SELECTED EXTRACT start
For large updates the user’s ability to access the package manager may be impaired, so we do need to make the last-known-good-configuration snapshot. In particular there needs to be a boot entry that the user can select to rollback after they hard-reset their computer.

Kernel updates require a reboot or [kexec](https://github.com/NixOS/nixpkgs/issues/10726), but they are otherwise large updates.

Automation system

Although a distribution is sufficient for setting up a single computer, to set up multiple computers it is more complicated. Salt provides a command-execution agent, but the commands are not idempotent. We want a map from packages to their latest versions or pinned versions. The ‘autoremove’ option is on by default because packages being secretly installed is a bad idea. But with autoremove off, packages are left installed on the system if they aren’t explicitly specified for removal.

Release monitoring

Automating package updates requires finding new releases and then testing it. For the first part, there is almost a standardized API. There is Anitya, which solves some of this, and also cuppa. But both of them work by writing backends/providers for each major hosting site. There is also Repology which checks the various distributions for new versions.

Although the most recently modified / created version is usually the latest release, and hence it is easy to identify, some projects maintain multiple versions, so that newer files might actually be security updates to old versions rather than the latest version. This requires some per-package version handling logic.

We can write our own project scraper:

  • KDE, Debian: There is a ls-lR.bz2 / ls-lR.gz file in the top level with a directory listing with timestamps and filesizes.

  • GNU, Savannah, GNOME, Kernel.org, X.org: We can get a directory listing from an Rsync mirror with a command like rsync --no-h --no-motd --list-only -r --exclude-from=rsync-excludes-gnome rsync://mirror.umd.edu/gnome/.

  • RubyGems: There is a version index that lists all the gems and their versions. Or there is an API to get versions for each gem individually.

  • Hackage: There is a package index. Also an RSS feed (I’m guessing it needs to set the accept header). Or there is a per-project “preferred versions” list in JSON. It is probably more efficient to use the Git mirror though. For Stackage there are YAML files with version/build info here.

  • PyPI: There are APIs. The RSS feed works if we can regularly check it every 20 minutes. Otherwise, besides the XML-RPC changelog API that isn’t supposed to be used, the only way is to download the list of projects from the simple API and then go through and fetch the JSON data for each project. Since the requests are cached this is not too much overhead, but it can take a while for lots of projects. There is an issue filed for a bulk API / dump.

  • CPAN: There is an RSS feed and a per-package API to get the latest version. Probably one to get all versions too.

  • CRAN: There is an RSS feed and a per-package API to get all versions.

  • Crates.io: There is an index repository, or we could crawl.

  • SourceForge: There is no useful global list, but we can check each project’s RSS feed to find new releases. If there are not enough files returned we can increase the limit.

  • LaunchPad, JetBrains, Drupal, Maven: There is an API to list versions for each project.
SELECTED EXTRACT end
PROBLEM SET:
(1) In the package-update notes, how often must the PyPI RSS feed be checked for it to work?
(2) Output the portion of the package-update notes starting with "We can write" and going on through "each gem individually.".
(3) Write the next part of the package-update notes, picking up after the last line shown.
DATASET EXTRACT start
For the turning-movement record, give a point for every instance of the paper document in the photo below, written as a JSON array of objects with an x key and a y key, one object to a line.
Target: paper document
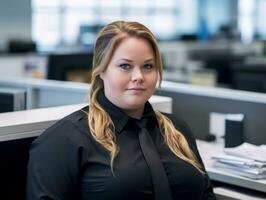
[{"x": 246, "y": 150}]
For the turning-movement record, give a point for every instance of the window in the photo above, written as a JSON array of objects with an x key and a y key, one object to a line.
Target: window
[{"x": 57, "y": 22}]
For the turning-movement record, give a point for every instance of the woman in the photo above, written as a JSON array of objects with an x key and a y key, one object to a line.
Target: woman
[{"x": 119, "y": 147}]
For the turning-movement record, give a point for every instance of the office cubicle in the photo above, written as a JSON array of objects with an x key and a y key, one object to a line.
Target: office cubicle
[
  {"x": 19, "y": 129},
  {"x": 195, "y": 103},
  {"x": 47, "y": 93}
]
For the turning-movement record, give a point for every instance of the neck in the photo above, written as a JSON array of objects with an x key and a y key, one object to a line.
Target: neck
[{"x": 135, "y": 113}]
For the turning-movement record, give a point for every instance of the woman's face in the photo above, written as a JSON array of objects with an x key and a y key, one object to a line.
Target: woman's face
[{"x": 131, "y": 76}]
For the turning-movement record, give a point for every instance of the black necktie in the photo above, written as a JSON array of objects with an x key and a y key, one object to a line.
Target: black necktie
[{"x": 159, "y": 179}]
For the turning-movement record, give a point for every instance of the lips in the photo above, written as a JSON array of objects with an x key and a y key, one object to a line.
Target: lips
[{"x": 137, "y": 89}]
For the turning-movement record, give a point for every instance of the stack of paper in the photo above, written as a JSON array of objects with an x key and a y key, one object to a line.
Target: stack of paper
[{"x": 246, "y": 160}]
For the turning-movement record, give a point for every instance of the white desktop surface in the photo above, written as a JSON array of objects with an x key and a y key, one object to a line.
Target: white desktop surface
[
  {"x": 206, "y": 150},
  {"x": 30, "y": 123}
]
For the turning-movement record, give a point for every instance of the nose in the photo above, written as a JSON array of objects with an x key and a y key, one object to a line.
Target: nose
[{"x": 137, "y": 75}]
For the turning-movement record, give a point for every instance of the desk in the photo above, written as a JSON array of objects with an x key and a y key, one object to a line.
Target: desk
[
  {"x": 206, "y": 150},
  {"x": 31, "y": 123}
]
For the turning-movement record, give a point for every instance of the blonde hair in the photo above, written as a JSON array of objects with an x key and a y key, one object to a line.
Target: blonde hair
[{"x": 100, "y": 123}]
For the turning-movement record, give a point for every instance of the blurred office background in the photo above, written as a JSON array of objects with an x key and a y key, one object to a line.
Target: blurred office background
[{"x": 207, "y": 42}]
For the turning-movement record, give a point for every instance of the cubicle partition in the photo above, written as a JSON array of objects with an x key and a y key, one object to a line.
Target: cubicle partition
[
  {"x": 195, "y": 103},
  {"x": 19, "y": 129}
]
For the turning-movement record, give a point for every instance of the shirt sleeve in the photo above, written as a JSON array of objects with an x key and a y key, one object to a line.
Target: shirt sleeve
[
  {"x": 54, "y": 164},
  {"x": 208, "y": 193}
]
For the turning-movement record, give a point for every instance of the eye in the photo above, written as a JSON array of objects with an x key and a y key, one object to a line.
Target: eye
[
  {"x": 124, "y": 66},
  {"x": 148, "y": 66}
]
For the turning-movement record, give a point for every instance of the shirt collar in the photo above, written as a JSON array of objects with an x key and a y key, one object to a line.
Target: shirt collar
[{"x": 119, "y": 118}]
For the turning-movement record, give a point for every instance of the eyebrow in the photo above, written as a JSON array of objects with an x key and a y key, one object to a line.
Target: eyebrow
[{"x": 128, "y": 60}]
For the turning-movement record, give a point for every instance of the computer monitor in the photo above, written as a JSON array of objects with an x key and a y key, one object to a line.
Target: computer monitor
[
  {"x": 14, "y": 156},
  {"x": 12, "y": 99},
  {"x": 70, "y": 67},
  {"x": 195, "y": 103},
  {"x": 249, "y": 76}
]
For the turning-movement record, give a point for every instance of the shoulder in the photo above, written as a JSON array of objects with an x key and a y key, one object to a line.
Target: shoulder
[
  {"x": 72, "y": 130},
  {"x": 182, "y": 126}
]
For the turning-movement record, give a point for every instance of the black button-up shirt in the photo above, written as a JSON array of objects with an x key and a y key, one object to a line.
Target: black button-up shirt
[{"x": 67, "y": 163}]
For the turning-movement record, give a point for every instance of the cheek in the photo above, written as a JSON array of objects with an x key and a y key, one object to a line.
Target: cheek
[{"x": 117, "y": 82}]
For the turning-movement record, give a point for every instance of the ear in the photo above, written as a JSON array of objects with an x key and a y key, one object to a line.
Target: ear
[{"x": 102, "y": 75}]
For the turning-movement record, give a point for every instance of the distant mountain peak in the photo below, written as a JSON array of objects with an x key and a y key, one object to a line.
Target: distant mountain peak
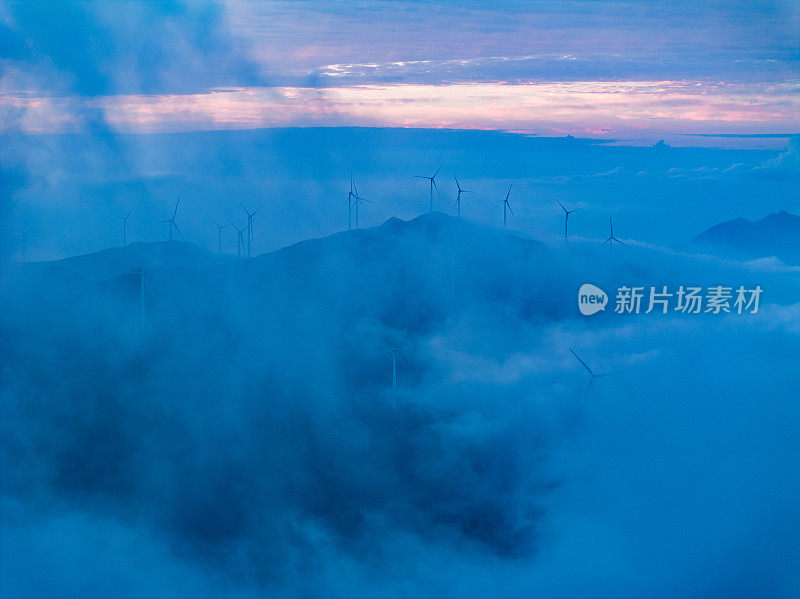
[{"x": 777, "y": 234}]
DATASET EXTRACT end
DATASET EXTRACT start
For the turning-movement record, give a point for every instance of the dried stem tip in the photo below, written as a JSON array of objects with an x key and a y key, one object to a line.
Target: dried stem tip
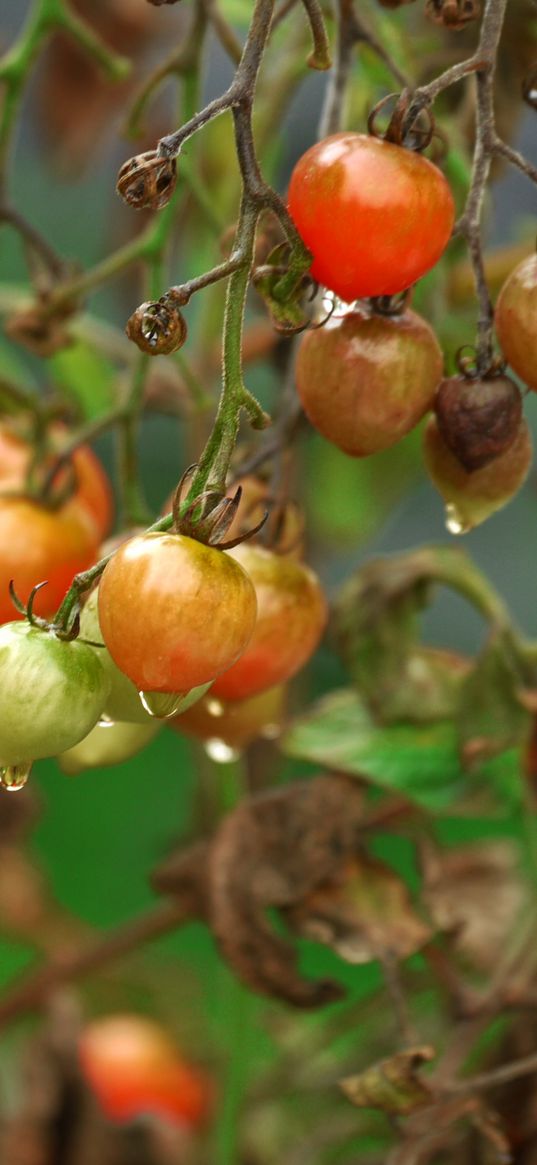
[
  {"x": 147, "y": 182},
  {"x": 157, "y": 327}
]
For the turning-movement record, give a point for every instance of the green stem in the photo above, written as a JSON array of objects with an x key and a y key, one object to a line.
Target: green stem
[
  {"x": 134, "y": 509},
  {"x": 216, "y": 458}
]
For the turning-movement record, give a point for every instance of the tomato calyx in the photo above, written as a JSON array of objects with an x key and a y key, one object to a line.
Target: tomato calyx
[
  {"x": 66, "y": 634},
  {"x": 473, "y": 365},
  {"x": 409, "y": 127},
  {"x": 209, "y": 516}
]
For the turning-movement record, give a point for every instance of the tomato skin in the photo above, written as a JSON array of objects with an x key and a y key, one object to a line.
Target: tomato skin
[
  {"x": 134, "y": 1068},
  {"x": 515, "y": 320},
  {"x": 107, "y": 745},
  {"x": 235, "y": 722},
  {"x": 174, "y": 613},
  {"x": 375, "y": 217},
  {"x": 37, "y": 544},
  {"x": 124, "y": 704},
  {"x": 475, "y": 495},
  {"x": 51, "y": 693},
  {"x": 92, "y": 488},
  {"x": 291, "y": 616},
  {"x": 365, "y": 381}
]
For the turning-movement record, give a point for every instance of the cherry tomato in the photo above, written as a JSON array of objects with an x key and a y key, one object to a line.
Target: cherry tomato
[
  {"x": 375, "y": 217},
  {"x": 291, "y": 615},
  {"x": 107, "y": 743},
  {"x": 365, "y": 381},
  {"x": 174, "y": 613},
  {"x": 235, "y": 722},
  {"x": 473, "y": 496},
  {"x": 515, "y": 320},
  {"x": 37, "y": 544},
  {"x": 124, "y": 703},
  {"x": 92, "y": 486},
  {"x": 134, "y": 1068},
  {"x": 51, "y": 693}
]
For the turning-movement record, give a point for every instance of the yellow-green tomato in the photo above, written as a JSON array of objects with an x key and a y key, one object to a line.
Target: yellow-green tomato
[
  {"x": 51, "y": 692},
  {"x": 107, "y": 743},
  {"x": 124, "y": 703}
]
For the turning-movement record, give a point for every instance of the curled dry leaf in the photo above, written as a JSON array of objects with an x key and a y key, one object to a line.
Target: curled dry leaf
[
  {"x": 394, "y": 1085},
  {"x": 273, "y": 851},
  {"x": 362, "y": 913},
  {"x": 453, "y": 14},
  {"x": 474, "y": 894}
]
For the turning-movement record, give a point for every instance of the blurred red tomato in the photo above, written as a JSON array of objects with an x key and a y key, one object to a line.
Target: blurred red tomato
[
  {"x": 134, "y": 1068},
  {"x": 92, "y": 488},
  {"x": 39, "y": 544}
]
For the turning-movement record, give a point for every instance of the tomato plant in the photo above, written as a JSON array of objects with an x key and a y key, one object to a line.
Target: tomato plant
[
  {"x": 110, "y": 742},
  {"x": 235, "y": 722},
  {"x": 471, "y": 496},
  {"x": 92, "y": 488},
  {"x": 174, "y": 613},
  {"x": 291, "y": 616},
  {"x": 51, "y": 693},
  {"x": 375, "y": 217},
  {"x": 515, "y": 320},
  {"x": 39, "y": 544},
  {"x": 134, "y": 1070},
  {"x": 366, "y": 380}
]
DATASET EXTRACT end
ANSWERS FOR THIS EXERCISE:
(1) Every 20 minutes.

(2)
We can write our own project scraper:

  • KDE, Debian: There is a ls-lR.bz2 / ls-lR.gz file in the top level with a directory listing with timestamps and filesizes.

  • GNU, Savannah, GNOME, Kernel.org, X.org: We can get a directory listing from an Rsync mirror with a command like rsync --no-h --no-motd --list-only -r --exclude-from=rsync-excludes-gnome rsync://mirror.umd.edu/gnome/.

  • RubyGems: There is a version index that lists all the gems and their versions. Or there is an API to get versions for each gem individually.

(3)
  • GitHub: There is a per-project releases API. The API is ratelimited heavily.

  • GitLab, Bitbucket: There is a tags endpoint.

  • Git/Hg/other VCS: We can fetch the tags with git/hg/etc.

  • Folder: We can scrape the standard default Apache directory listing

  • Projects with version number: scrape the download page

  • Projects without versioning: Use HTTP caching to poll the URL. Although, for such isolated files, there is the issue of the license changing suddenly, so the download page is worth watching too.

Overall, there are only a few mechanisms:

  • A list of package updates since some time (RSS feed, Git repo)

  • A list of all the packages and their versions (Git repo, ls-lR, rsync)

  • A list of a single package’s available versions (scraping, some package repositories)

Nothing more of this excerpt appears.